§ Records shown:
↓
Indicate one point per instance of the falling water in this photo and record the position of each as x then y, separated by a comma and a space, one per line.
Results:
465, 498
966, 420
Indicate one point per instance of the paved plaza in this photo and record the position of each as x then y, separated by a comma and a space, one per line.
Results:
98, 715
↑
§ Aim of the exercise: Write the data out again in full and exactly.

§ Answer for the task:
Indicate one point per instance of the falling water in this photo and record the position of each as x then y, separated by a comma and a space, one per line.
Results:
465, 498
966, 420
Indicate one point per instance of the paved plaza in this photo and record the position of each as x then y, separated by a comma and a space, one per line.
Results:
98, 715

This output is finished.